• **Task prompt**
Rewrite the stretch from "An <instance> block" through "box: [58, 111, 115, 138]", putting "coarse mask" wherever "rough mask" appears and keeping everything else unchanged.

(Stored data)
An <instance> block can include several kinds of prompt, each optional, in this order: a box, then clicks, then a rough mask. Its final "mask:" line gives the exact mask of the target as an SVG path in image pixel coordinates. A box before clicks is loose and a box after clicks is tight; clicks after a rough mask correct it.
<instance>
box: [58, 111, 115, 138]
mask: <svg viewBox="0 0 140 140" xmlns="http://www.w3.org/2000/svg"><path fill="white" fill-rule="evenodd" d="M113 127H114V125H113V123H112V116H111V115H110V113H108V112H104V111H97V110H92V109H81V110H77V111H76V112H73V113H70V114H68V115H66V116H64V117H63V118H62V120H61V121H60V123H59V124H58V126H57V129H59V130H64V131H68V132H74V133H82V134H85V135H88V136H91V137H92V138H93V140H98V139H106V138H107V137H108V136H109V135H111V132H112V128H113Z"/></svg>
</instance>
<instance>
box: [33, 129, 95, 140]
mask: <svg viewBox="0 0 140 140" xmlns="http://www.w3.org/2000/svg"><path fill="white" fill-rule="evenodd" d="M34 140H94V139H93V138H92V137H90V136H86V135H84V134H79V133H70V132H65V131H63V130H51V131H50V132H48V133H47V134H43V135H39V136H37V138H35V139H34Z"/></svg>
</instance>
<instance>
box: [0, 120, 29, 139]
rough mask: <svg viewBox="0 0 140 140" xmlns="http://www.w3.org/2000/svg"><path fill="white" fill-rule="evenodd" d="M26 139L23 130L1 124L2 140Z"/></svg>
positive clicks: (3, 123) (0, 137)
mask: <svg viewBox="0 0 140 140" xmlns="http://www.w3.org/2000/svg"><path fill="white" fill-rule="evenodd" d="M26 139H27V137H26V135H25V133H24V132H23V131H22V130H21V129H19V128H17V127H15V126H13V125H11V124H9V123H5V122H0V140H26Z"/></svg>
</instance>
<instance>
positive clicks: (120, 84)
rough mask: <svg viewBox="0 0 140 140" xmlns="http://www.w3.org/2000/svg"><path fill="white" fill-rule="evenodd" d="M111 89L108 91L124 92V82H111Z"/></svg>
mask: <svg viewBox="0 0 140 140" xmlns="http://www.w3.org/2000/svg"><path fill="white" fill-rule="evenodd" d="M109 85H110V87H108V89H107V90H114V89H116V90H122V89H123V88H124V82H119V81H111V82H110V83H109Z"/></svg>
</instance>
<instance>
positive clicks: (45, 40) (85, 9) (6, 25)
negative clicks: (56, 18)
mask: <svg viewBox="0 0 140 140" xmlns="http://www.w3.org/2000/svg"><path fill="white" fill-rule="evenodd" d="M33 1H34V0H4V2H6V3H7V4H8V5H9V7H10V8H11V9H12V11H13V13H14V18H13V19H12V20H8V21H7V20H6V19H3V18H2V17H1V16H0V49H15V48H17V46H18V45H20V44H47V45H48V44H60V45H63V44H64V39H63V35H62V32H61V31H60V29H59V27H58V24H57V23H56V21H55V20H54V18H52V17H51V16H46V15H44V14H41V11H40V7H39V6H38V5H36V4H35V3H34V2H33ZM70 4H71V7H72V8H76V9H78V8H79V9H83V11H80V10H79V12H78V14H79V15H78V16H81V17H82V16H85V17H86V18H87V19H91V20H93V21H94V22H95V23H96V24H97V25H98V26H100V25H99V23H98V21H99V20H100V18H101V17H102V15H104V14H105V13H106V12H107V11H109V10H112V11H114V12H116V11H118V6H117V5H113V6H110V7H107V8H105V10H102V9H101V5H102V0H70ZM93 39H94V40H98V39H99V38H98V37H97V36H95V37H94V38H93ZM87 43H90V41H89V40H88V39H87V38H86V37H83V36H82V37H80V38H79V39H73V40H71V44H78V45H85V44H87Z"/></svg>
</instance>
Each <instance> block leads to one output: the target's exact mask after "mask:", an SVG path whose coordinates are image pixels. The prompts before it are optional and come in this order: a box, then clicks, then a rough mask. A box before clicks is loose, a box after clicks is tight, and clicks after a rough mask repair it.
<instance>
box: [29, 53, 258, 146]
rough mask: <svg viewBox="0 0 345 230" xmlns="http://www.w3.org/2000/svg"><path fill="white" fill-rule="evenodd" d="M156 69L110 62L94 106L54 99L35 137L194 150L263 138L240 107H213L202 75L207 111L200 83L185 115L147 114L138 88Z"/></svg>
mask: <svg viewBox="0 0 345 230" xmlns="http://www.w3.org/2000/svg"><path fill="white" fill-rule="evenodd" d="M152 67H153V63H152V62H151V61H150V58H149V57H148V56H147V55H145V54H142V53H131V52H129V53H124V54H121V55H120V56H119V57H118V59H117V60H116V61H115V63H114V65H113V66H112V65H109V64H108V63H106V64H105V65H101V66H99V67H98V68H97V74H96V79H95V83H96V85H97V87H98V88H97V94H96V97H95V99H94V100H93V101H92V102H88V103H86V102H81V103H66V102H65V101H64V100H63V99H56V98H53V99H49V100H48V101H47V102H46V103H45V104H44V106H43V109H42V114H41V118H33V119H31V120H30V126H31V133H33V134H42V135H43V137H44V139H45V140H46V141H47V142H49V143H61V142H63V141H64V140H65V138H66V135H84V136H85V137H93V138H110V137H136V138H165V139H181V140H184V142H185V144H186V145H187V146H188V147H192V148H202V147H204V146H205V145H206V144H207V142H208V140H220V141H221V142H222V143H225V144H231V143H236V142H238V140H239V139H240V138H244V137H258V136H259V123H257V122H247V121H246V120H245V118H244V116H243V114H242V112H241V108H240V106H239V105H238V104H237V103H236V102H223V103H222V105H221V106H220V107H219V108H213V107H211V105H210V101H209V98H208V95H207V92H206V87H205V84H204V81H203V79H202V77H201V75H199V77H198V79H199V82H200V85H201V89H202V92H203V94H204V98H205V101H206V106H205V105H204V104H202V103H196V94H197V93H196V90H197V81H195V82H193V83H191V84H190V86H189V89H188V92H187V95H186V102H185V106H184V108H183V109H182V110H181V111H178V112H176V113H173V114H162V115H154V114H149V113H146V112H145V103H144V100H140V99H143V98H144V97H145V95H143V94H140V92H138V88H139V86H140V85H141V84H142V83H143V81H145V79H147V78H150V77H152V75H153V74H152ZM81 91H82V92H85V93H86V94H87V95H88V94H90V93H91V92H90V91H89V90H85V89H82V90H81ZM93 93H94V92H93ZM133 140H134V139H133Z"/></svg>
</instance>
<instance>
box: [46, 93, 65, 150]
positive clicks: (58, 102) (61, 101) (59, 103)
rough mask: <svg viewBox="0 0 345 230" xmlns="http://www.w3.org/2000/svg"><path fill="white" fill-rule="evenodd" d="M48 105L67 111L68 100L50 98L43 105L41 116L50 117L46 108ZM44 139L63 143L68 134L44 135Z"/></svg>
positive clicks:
--
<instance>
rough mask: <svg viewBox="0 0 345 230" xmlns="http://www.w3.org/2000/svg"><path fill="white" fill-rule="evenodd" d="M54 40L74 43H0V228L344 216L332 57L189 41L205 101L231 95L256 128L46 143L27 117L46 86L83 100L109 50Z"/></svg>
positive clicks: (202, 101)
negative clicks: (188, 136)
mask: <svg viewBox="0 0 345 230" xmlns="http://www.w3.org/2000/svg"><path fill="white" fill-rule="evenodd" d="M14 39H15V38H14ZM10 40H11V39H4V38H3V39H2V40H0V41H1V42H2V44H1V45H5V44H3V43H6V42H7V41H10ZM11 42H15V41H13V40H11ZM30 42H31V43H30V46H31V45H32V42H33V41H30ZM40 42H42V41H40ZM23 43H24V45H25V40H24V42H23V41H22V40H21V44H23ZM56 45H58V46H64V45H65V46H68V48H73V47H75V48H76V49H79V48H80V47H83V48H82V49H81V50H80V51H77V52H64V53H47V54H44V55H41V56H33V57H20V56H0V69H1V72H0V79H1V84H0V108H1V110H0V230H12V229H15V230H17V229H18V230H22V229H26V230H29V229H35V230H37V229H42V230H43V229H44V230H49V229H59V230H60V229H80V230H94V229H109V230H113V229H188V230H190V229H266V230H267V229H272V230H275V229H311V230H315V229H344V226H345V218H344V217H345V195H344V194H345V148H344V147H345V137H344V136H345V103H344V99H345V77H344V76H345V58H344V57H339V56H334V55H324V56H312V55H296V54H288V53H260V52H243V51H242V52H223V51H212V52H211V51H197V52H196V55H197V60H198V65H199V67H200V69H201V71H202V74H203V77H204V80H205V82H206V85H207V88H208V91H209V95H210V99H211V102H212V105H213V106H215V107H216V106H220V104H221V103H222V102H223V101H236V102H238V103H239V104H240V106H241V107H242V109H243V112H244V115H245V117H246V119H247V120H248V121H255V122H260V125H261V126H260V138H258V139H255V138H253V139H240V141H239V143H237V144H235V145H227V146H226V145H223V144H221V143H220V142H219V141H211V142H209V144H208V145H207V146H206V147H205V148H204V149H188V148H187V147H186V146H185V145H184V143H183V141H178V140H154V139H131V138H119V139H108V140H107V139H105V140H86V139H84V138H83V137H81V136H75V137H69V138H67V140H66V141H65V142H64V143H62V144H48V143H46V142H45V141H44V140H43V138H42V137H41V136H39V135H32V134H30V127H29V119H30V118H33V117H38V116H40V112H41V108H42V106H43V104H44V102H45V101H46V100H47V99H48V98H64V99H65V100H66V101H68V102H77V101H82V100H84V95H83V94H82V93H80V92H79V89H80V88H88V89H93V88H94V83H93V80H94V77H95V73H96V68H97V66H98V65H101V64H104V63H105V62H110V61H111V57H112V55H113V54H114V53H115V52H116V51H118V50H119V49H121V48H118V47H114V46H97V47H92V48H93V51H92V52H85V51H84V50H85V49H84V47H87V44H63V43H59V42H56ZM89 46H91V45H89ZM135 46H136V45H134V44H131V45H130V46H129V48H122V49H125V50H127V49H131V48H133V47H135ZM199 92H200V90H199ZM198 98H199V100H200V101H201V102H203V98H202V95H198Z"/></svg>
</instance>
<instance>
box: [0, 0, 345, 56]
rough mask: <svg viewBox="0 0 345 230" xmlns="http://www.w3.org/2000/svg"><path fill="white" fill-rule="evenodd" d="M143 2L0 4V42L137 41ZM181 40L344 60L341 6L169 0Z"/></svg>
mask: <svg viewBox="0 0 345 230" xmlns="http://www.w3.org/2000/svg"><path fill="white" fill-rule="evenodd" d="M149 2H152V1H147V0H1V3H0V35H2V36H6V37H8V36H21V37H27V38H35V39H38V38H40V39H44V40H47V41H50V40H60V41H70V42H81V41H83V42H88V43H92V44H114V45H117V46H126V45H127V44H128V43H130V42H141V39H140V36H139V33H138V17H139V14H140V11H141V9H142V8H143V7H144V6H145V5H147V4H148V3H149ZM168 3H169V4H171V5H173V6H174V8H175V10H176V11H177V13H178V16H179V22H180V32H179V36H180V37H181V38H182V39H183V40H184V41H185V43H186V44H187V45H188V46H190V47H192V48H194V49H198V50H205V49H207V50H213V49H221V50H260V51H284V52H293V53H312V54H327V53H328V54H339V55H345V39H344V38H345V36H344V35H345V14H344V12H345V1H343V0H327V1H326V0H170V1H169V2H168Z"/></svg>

• **Exercise result**
An <instance> block can include several kinds of prompt, each optional, in this order: a box, then clicks, then a coarse mask. Its final "mask:" line gives the exact mask of the target as an SVG path in image pixel coordinates. A box before clicks is loose and a box after clicks is tight; clicks after a coarse mask correct it.
<instance>
box: [58, 111, 115, 138]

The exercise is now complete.